Work item: Read the lines of the data below and retrieve those with "tree".

Data for review:

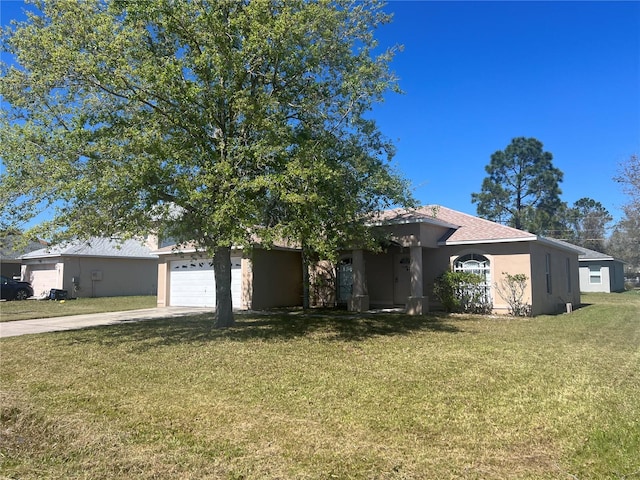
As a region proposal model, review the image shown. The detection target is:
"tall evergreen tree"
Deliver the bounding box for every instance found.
[471,137,563,233]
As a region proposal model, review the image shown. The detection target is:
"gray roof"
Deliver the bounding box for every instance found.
[541,237,620,262]
[21,237,158,260]
[0,234,49,260]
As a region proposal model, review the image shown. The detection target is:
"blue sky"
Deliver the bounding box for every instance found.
[1,1,639,230]
[375,1,639,227]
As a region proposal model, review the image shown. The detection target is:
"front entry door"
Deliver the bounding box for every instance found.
[337,258,353,304]
[394,254,411,305]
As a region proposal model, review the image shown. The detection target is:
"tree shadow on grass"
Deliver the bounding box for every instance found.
[60,310,462,350]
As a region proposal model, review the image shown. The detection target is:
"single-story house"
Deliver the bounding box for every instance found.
[155,243,302,310]
[156,205,581,316]
[575,246,625,293]
[21,237,158,298]
[577,248,626,293]
[314,206,582,316]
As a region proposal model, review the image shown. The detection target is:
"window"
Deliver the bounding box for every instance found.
[545,254,552,294]
[453,254,491,303]
[566,258,572,293]
[589,266,602,284]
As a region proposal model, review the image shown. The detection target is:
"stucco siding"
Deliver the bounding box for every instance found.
[529,243,580,315]
[364,252,395,306]
[579,260,625,293]
[61,257,157,298]
[250,249,302,309]
[157,261,168,307]
[579,264,605,292]
[611,261,626,292]
[434,243,533,314]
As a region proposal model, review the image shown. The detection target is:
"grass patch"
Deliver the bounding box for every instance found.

Answer for the task:
"tall evergreen tree"
"tree shadow on grass"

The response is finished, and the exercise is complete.